== Segment start ==

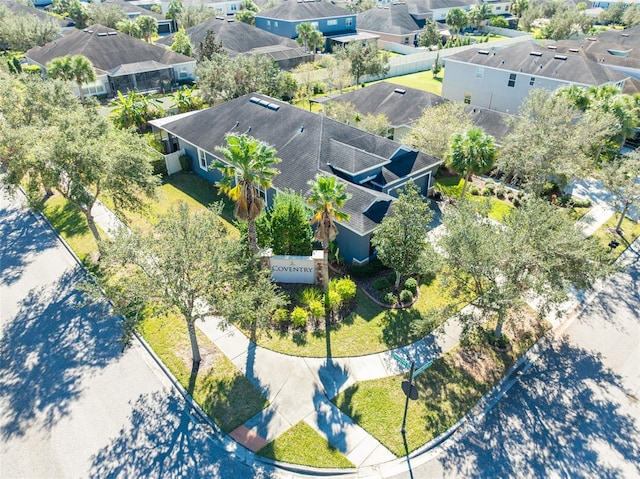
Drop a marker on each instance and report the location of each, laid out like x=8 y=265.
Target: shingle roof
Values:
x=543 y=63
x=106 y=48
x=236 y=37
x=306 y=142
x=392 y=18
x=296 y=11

== Segment end ==
== Segment start ==

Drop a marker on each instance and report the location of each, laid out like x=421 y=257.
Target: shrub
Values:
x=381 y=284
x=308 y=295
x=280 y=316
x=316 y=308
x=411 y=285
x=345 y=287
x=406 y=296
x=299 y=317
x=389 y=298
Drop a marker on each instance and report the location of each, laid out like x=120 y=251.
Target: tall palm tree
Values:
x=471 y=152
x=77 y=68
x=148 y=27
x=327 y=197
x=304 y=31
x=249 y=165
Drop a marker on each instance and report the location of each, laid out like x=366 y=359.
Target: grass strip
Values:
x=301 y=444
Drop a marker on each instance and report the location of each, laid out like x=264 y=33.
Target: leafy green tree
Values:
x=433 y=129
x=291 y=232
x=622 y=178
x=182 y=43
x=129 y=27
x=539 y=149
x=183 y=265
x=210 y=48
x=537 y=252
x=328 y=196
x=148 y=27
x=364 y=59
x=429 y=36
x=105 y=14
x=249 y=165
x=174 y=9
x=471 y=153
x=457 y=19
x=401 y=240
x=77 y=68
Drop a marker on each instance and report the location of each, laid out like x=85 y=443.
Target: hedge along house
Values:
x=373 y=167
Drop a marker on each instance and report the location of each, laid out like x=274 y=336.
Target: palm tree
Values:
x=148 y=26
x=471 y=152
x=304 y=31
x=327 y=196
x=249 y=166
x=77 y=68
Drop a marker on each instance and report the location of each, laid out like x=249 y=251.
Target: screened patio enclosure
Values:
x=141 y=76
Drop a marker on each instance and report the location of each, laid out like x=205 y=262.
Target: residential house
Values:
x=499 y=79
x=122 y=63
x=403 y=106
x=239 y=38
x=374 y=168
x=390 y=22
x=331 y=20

== Segment end ==
== Segment start ==

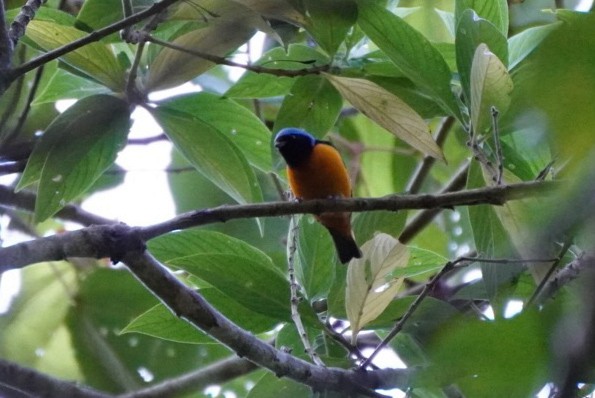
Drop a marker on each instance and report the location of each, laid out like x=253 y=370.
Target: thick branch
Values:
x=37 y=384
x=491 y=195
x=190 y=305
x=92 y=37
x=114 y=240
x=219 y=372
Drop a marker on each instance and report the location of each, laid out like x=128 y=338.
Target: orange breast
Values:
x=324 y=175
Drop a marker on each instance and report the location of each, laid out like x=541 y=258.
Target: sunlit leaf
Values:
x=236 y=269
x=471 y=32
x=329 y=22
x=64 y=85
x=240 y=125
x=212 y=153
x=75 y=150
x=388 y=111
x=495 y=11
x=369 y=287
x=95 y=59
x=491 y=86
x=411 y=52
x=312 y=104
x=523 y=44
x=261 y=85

== Segment end ==

— Problem details —
For this exercise, return every line from the data that holds the string "each".

— Answer section —
Drop a marker on each instance and report the location of each, laid out like x=8 y=265.
Drop a marker on each instance and report the location of each, laid out like x=421 y=257.
Drop a marker on each instance and report the location of each, laid out like x=120 y=251.
Drop a marker on each instance and report the location of each, laid out like x=366 y=359.
Drop a marker on each instance and report the location of each, laid out like x=264 y=33.
Drop a marker on each instance and report the location of each, laid out like x=85 y=443.
Drop a marker on each instance and report the location of each, laid out like x=274 y=336.
Drop a marker on each instance and report the location of each, laid out like x=249 y=251.
Drop a marker on each instance and report the location of each, laid out like x=205 y=262.
Drop a marker on each instance and report the location of each, laid out like x=253 y=370.
Drop a marker on each instance and report the location of each, laid out like x=128 y=338.
Drop a marker on each instance and report the location of each, laid out like x=541 y=258.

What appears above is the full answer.